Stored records
"""

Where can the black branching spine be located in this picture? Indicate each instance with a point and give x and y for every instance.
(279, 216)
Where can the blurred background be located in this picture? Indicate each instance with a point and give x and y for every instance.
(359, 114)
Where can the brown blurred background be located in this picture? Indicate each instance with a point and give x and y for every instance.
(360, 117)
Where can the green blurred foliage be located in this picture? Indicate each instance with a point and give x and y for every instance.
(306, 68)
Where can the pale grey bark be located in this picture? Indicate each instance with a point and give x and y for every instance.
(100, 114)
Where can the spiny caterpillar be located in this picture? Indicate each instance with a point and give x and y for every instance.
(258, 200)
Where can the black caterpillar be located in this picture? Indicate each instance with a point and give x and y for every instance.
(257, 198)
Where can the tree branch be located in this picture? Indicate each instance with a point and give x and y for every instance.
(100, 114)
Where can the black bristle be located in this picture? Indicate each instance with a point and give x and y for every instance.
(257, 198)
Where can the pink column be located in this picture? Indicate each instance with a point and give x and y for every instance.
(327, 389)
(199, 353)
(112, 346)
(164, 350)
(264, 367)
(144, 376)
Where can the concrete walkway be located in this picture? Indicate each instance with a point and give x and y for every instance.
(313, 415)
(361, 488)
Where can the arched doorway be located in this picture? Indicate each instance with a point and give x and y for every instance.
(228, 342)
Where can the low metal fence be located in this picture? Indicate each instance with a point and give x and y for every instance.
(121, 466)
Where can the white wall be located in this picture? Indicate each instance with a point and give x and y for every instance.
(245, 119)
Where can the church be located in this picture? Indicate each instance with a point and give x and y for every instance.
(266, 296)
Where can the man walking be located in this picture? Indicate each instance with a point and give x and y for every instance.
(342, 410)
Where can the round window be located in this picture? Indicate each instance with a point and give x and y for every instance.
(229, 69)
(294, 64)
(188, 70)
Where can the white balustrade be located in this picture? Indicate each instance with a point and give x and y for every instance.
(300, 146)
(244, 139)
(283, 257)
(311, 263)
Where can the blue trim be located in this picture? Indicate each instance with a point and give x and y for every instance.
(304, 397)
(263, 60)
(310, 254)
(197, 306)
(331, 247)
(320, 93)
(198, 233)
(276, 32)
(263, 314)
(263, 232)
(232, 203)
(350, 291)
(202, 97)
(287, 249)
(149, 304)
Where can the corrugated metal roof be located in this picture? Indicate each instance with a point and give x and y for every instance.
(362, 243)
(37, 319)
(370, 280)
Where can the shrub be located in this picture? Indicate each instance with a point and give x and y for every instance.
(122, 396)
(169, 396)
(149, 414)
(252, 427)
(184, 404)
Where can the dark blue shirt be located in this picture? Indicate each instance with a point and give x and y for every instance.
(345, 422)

"""

- Problem statement: Write out all of the records above word for word, keeping every line as it appears.

- Solution to the problem:
Where can the black branching spine be located in this picture? Indicate each instance with a point and give x and y for every instance.
(279, 216)
Where can the blurred background be located in this picture? Indicate each instance with a point and give x and y for every instance.
(359, 114)
Where can the brown blurred background be located in this picture? Indicate each instance with a point and give x and y for every instance.
(360, 117)
Where can the green blurred foliage be located in this picture? Indicate each instance with a point and give x and y for every instance.
(306, 68)
Where can the pale grey bark be located in this picture? Indicate each instance with a point and give x and y for every instance.
(100, 114)
Where can the spiny caterpillar be located in this picture? Indicate each instance with a point and give x and y for every instance.
(258, 200)
Where can the black caterpillar be located in this picture? Indicate each instance with a point and give x and y for every instance.
(257, 198)
Where can the tree branch be located in this picture? Indicate each instance with a point and give x and y for every instance.
(100, 114)
Where can the black bristle be located in this picture? Indicate each instance with a point and give x and y for every instance.
(257, 198)
Where can the pink column be located in this picture? Indicate each instance with a point and give x and y for every instance.
(327, 389)
(199, 353)
(112, 346)
(164, 350)
(264, 367)
(144, 376)
Where can the concrete walkway be located in this picture? Indicate each instance with a point and give x and y for every instance.
(313, 415)
(361, 488)
Where can the arched doorway be located in this picture? Indicate each instance with a point and give x and y for every instance.
(228, 342)
Where can the low metal fence be located in this picture? Indicate each instance with a point and give x and y for every instance.
(121, 466)
Where can the white wall be located in this picture? Indicate each instance with a point and give x and y for every instance.
(245, 119)
Where can the church be located in this picture? Indicate each instance with a point and give x and y for every instance.
(266, 296)
Where can the man walking be located in this picture? Indicate each instance with a point and give x and y for every instance.
(342, 410)
Where can the round window be located in this picture? Indicate each instance with a point and give x and y for every instance.
(229, 69)
(294, 64)
(188, 70)
Where can the white balustrade be located in this picture? Indicate each instance with a point and give x and y for every instance.
(300, 146)
(244, 139)
(283, 257)
(311, 263)
Where can the blue trim be located in this picture? Indicate each instance with a point and give x and y for every instance.
(304, 397)
(263, 60)
(310, 254)
(197, 306)
(331, 247)
(320, 93)
(198, 233)
(276, 32)
(263, 314)
(263, 232)
(232, 203)
(350, 291)
(202, 97)
(287, 249)
(149, 304)
Where can the corrugated metal roof be located in this picture? Indicate each instance with a point and give x and y for every instance.
(362, 243)
(37, 319)
(370, 280)
Where can the shrub be located in this picture? Indicate each instance with a point and give x and y for every instance.
(122, 396)
(169, 396)
(149, 414)
(252, 427)
(184, 404)
Where can the dark blue shirt be located in this picture? Indicate each instance with a point and give x and y for every instance.
(345, 422)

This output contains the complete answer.